### Set of tasks
#1 List every variable declared in the code of the text on the TLV320DAC3101 processing block.
#2 Extend the text on the TLV320DAC3101 processing block, picking up after its last line.

### Document text
################

Processing block PRB_P1 is active by default, therefore no need to load a different one. It has 3 BiQuad filter blocks, supports 2 channels (stereo) and uses interpolation Filter A which is designed for sample frequencies up to 48ksps:
...
#include "TLV320DAC3101.h"
#define SAMPLERATE_HZ 48000
TLV320DAC3101 dac;
tlv320_filter_param_t filterA, filterB;
void setup()
{
...

################

### Excerpted data
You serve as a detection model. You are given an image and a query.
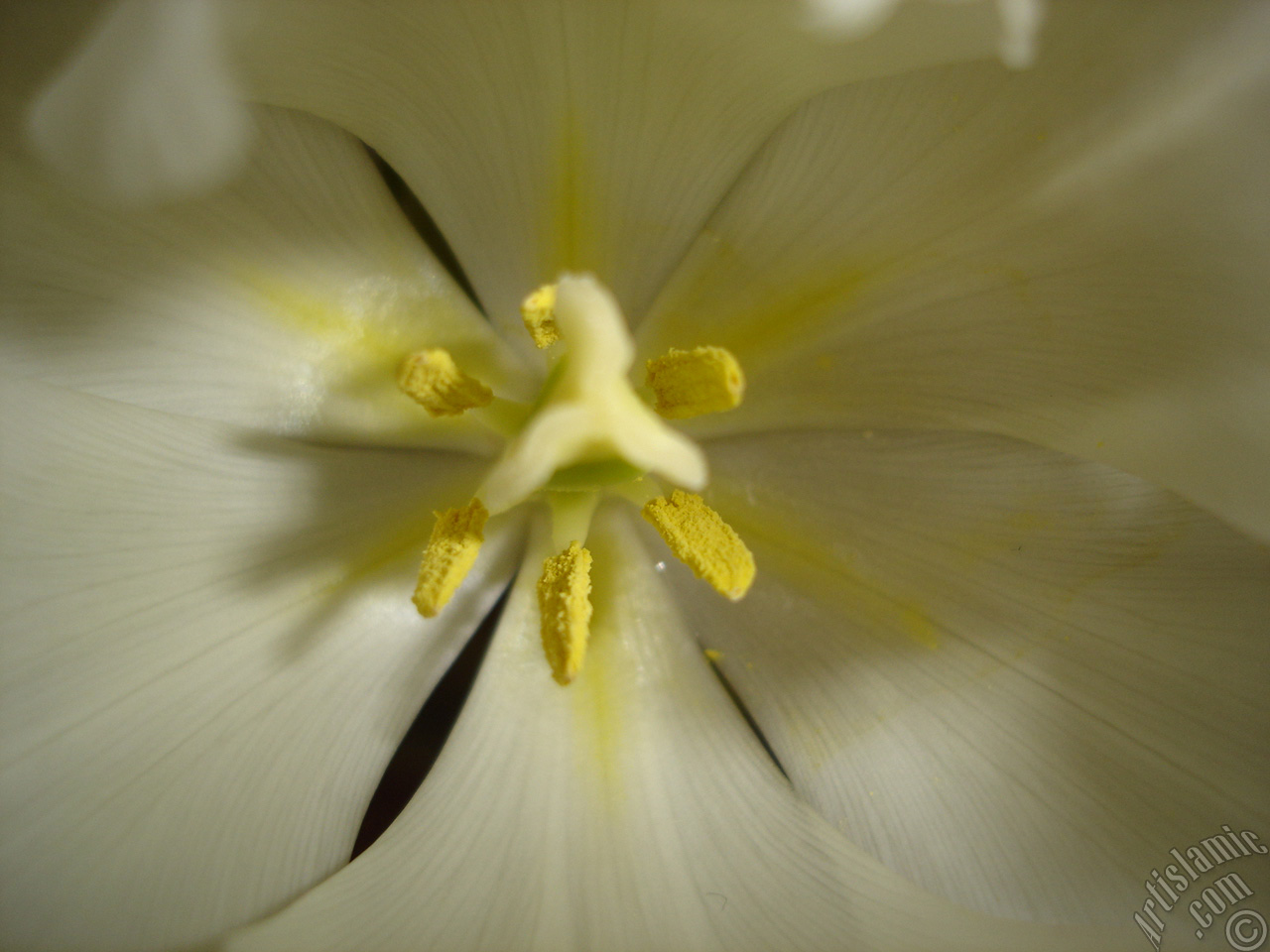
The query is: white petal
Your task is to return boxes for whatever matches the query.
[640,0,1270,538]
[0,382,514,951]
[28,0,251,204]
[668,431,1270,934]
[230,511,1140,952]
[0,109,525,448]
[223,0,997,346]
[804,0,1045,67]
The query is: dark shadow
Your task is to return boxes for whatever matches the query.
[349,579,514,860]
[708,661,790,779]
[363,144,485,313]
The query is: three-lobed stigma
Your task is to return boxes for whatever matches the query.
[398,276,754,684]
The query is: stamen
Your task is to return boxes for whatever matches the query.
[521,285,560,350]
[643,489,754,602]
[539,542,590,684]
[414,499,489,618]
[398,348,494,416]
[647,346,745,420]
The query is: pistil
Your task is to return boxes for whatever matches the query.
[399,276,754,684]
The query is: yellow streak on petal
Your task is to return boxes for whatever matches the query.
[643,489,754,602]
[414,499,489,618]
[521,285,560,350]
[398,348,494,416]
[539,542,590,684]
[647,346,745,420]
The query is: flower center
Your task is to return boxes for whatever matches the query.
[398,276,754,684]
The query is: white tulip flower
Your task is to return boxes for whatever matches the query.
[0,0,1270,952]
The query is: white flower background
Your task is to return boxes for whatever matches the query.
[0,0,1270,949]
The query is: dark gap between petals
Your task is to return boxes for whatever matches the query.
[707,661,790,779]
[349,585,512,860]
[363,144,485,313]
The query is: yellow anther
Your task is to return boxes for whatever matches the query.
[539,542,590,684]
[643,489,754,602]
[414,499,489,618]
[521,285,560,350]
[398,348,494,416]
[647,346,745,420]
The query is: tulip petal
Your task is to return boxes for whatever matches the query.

################

### Outputs
#1 dac, filterA, filterB

#2
// set filter parameters for BiQuad filter blocks
filterA.fc = filterB.fc = 1000.0; // Hz, -3dB corner frequency
filterA.Q = 1 / 0.7654;
filterB.Q = 1 / 1.8478;
// calculate coefficients for the two Biquad filter blocks
if (!dac.calcDACFilterCoefficients(SAMPLERATE_HZ, TLV320_FILTER_TYPE_HIGH_PASS,
TLV320_FILTER_BIQUAD, &filterA) ||
!dac.calcDACFilterCoefficients(SAMPLERATE_HZ, TLV320_FILTER_TYPE_HIGH_PASS,
TLV320_FILTER_BIQUAD, &filterB)) {
halt("Failed to calculate BiQuad filter coefficients!");
}
// write filter coefficients into BiQuad signal processing blocks
if (!dac.setDACFilter(true, // enable filtering
true, // on left channel
true, // and on right channel
TLV320_FILTER_BIQUAD_A, // using BiQuadA filter block
&filterA)) { // pointer to filter settings
halt("Failed to set BiQuadA filter!");
}
if (!dac.setDACFilter(true, // enable filtering
true, // on left channel
true, // and on right channel
TLV320_FILTER_BIQUAD_B, // using BiQuadB filter block
&filterB)) { // pointer to filter settings
halt("Failed to set BiQuadB filter!");
}
...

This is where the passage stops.